== ASSIGNED TASK ==
Return an exact copy of the entries, skipping any picture you find.

== SUPPLIED RECORDS ==
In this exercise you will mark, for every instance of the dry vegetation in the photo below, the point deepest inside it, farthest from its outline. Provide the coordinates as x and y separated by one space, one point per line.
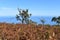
28 32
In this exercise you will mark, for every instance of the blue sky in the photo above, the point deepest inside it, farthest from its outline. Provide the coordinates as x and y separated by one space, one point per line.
36 7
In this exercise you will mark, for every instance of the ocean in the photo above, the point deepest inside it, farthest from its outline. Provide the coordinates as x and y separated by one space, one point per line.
37 19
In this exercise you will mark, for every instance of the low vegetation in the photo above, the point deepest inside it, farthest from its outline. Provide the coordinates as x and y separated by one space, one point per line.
28 32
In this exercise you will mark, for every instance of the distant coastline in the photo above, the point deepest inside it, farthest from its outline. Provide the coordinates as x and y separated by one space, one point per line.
12 19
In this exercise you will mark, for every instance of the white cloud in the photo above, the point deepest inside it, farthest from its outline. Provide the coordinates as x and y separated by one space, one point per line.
4 11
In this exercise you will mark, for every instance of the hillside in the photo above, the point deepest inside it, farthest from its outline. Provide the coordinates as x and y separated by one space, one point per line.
28 32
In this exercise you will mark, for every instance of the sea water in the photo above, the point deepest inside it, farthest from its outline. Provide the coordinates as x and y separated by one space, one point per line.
36 19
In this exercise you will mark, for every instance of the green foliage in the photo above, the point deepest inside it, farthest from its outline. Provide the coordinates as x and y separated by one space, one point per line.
23 16
43 21
57 20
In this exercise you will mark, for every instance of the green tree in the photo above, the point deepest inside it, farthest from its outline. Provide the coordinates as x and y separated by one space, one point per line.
42 21
23 16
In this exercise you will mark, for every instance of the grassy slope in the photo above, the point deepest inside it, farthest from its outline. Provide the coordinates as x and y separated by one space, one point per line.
28 32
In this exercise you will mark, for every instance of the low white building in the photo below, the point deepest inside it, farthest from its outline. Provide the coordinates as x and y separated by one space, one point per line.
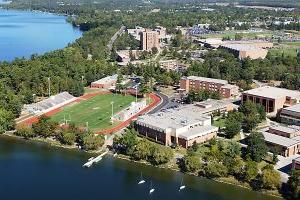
133 109
180 126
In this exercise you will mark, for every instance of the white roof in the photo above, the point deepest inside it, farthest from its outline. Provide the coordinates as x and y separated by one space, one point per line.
212 80
285 129
242 47
279 140
294 108
273 92
198 132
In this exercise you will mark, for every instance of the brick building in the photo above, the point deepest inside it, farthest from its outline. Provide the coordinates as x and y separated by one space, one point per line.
149 39
213 85
283 139
105 83
296 163
272 98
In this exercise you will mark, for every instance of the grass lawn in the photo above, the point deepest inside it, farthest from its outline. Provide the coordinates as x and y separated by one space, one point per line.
96 111
219 122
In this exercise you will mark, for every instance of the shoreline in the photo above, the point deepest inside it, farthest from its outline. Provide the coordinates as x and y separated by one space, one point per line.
127 158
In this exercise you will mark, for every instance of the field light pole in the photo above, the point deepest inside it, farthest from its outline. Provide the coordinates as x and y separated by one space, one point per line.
112 111
49 89
136 89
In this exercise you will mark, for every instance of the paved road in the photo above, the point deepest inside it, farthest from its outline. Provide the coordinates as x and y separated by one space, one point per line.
164 101
114 37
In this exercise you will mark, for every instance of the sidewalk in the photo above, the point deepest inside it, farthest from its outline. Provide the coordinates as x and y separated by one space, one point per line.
156 101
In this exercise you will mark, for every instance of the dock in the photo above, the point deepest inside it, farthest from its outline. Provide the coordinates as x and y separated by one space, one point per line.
91 161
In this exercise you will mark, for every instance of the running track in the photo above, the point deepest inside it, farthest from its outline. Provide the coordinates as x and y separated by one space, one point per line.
155 101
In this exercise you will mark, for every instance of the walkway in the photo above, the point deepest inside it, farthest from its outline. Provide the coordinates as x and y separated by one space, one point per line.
155 102
114 37
33 119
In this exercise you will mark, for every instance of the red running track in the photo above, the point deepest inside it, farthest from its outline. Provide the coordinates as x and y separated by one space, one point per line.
34 119
155 101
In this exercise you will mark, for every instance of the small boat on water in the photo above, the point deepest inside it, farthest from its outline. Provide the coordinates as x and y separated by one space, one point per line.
90 158
182 186
151 189
141 179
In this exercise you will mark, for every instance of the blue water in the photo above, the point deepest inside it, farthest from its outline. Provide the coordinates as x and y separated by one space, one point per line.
34 171
23 33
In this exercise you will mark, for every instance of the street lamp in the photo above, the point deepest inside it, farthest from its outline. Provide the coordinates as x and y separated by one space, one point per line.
49 89
136 90
112 111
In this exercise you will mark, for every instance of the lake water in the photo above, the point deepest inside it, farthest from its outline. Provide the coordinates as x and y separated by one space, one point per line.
36 171
23 33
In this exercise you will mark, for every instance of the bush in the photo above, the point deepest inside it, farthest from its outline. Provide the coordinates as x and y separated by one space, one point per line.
270 179
92 142
24 131
191 163
67 138
142 150
215 169
160 155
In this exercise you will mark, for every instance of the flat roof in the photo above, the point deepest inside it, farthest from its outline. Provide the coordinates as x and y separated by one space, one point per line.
297 159
212 80
173 118
198 132
242 47
285 129
294 108
273 92
279 140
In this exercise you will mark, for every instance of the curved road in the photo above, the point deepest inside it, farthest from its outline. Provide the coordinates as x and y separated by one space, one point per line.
164 102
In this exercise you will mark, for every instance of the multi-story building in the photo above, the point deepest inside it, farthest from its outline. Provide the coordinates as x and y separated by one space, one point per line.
272 98
296 163
105 83
149 39
291 115
241 51
180 126
213 85
282 139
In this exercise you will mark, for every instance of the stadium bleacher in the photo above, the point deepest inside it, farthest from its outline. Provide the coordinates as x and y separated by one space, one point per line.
51 103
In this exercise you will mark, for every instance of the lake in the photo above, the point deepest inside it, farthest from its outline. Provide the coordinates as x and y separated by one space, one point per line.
23 33
30 170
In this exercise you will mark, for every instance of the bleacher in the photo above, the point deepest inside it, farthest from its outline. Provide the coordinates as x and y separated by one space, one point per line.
51 103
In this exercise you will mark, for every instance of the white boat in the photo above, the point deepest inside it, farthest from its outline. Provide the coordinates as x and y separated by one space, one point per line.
151 189
141 180
182 187
88 164
90 158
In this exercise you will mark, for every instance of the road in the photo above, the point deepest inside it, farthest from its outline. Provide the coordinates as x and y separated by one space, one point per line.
114 37
164 101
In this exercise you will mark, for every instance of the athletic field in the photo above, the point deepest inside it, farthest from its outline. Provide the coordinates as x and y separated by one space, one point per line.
96 111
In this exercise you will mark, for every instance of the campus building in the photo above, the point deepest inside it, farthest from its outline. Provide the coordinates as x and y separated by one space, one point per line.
296 163
149 39
291 115
282 139
182 126
105 83
272 98
133 109
213 85
242 51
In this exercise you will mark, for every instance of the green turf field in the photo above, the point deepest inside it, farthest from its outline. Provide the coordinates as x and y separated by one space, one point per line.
96 111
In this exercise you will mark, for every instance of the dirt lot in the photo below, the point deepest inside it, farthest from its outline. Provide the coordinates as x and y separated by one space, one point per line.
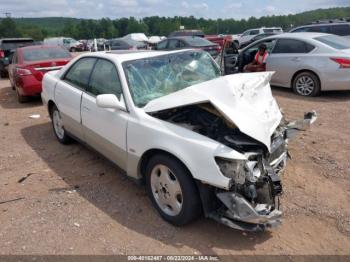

== EXPECTED ANSWER ==
In this exercise you will mark, for every instance of the dry vegetation in the photo below, the point deepest inside it, farthest from its outline. Provide the coordinates as x and y separated by one space, one point per line.
28 32
In this exercise you will mark, for every instance of the blue sky in the photo above, the point deepest inside it, farthest from its outline. Provide the coordinates as x and y separated by one space, one point per line.
36 7
In this exercise you will mark, for every instance of the ocean in the photo above, the point deepest inside it, farthest from its outline. Provide the coordinates as x and y separated by one space, one point per line.
37 19
In this exercise you will mark, for every instance of the low vegetation in the photo above, the point deepest inside it, farthest from its outline. Provide the coordinates as x and y separated by one space, one point per line.
28 32
In this exercise you will mark, for every instance of the distant coastline in the photo above, the point deepest inside it, farthest from its outline. Provide the coordinates as x and y separated by one space, one point per line.
12 19
In this exercise you will mark, for every instance of the white cloud in the photo above, the point deepest inside it, farthest from its outline. Provide the coordinates as x and y separated by one space, one point per line.
4 11
In this exercise you will mark, for every instance of the hillside in the photo above, the point deepest inside it, farthest from its outline. Provide the coordinates as x and y separated by one space, one point per line.
28 32
In this exercise you will mark, for every instance of the sea water in the photo above, the point deepest inside it, farthest from its outline. Provide the coordinates as x and y separated by one space, one point per line.
36 19
In this exercise you will mark, for every instance of the green foliage in the photo above, the point deepest inside it, farthest from its outline. Provide the coordinates as x and y separated by one space, one point per line.
23 16
43 21
57 20
In this exercise you will mark, for every instance of the green tree in the photo above, the point deepest inside it, farthest from its outline. Provide the coordinates as x and y separated by one space, one point per line.
42 21
23 16
In this exercise you will mark, for every instance of the grassy slope in the photo above, the point deepest inside it, farthest from its outline. Provide the coordinates as x and y separated by one space, one point per line.
28 32
In this exercise you will mark, for every instance of the low white building in the photo below, the point deepest inside it, farthest from its outline. Provide the coordinates as x and y separated by one space, one point per line.
133 109
180 126
In this exercise you will mark, for every instance of the white roof in the photo above, the point deepest inside it, farthest from its outline. Provide the coordinates as x and y separated by one space, one point per line.
212 80
285 129
242 47
279 140
294 108
273 92
198 132
In this exercise you will mark, for every instance of the brick building in the photo above, the point deepest inside it, farthest from its outline. Provide the coordinates as x and y separated by one space, one point per line.
149 39
213 85
283 139
105 83
296 163
272 98
In this exercise you will mark, for every instance of the grass lawn in the photo above, the point deepest inside it, farthest from its outline. Provide the coordinates as x and y separated by one space, one point per line.
96 111
219 122
In this exercise you will mark, for every instance of the shoreline in the photo above, the point deepest inside it, farthest from its outline. Provide the coordinates as x and y separated by one space, one point per line.
127 158
In this exercise you will mark, for every instance of the field light pole in the photo above, the point deepest inside it, farthest from its outline. Provide the coordinates as x and y separated by one space, one point per line.
112 111
49 89
136 89
In this exercise you will mark, for every instance of the paved road in the photo above, the point deepest inside it, farthest from its outline. Provide the coordinates as x and y separated by one space, one point per line.
164 101
114 37
In this exercise you will mark, for every instance of the sidewalk in the photo above, the point deepest inside it, farthest from its outline. Provide the coordinates as x and y separated by one space, one point per line.
156 101
In this exercise you will mark, for every instance of the dock in the photo above, the point deepest inside it, farthest from its outline. Provide the coordinates as x and y separated by one space, one point per line.
91 161
In this exercise you will mark, for every instance of the running track in the photo above, the point deepest inside it, farthest from its outline. Provide the coordinates as x and y separated by one space, one point per line.
155 101
In this exercise you will mark, for every instance of the walkway in the photo above, the point deepest inside it, farthest from its outline. Provide the coordinates as x and y separated by one space, one point per line.
155 102
114 37
33 119
In this exercise you will mark, for every instance of the red running track in the photo above, the point deepest inside it, farthest from its outline. Provide the coordinates as x and y separated by one space, one point per line.
34 119
155 101
In this exercise you will mark, for every instance of the small boat on water in the photo above, the point deepest inside it, farthest from its outline. Provide the coordinates as x and y separated by one space, one point per line.
90 158
182 186
151 189
141 179
In this exercise you will mark, for every instance of the blue water in the photo above, the point deepest inside it, farthest from its outline. Provide the coordinates as x and y separated by one space, one point per line.
34 171
23 33
In this exercise you will mark, for every instance of the street lamp in the photo above, the point deepest inside it, farthest from its outline. Provide the coordinates as x and y separated by one space, one point per line.
49 89
136 90
112 111
In this exercise you will mark, for every instance of the lake water in the photo above, the point deepest inside it, farthest from its outline. Provide the coordinates as x and y separated by one space, one point per line.
36 171
23 33
In this exercise you will mark, for every instance of the bush in the photo above, the point deepest inside it, farthest from its outline. Provide the coordinates as x and y separated by one space, one point per line.
270 179
92 142
24 131
191 163
67 138
142 150
215 169
160 155
In this exercise you will mark, for every instance of the flat roof in the photo above, the point deepest inside it, farthest from its outline. Provide the coordinates as x and y separated by one space, one point per line.
297 159
212 80
173 118
198 132
242 47
285 129
294 108
273 92
279 140
In this exercise you will mark, for every instance of the curved road in the photo above, the point deepest inside it, farthest from its outline. Provide the coordinates as x and y separated by one space, one point per line.
164 102
In this exercise you will mark, for every instance of the multi-story building in the photo above, the point deepest inside it, farthest from its outline. Provide the coordinates as x and y separated by one space, one point per line.
272 98
296 163
105 83
149 39
291 115
241 51
180 126
213 85
282 139
In this exercise you will mark, for every instance of the stadium bleacher in the photo above, the point deepest inside it, farthest from its outline. Provide the coordinates as x and y separated by one space, one point per line.
51 103
In this exercise you will mark, for every instance of the lake in the photo above, the point deepest inside it, farthest from its outline. Provide the coordinates as x and y separated by one space, one point per line.
23 33
30 170
In this exercise you will mark, for every instance of the bleacher in the photo above, the point deepest inside it, farthest from its outline. Provide the coordinates as x and y separated by one space, one point per line.
51 103
In this exercise you will mark, for every instance of the white boat in the photo above, the point deepest inside it, farthest from its outline. Provide the coordinates as x and y separated by one space, one point per line.
151 189
141 180
182 187
88 164
90 158
In this exercise you will mark, for every instance of the road in the photo above, the point deepest inside it, farthest from its outline. Provide the coordinates as x and y separated by one space, one point per line.
114 37
164 101
In this exercise you will mark, for every instance of the athletic field in the photo above, the point deepest inside it, farthest from its outline. Provide the coordinates as x and y separated by one space, one point per line.
96 111
In this exercise you will mark, for every instance of the campus building in the photo above, the point deepest inside it, farthest from its outline. Provide the coordinates as x and y separated by one space, one point per line.
296 163
149 39
291 115
282 139
182 126
105 83
272 98
133 109
213 85
242 51
In this exercise you will mark, for every instance of the green turf field in the photo above, the point deepest inside it, farthest from its outline. Provide the coordinates as x and y separated by one space, one point per line.
96 111
In this exercise you will mark, for every instance of the dirt lot in the photo below, the point deepest inside it, farthest from its outline. Provide the coordinates as x and y separated by one space, one point per line.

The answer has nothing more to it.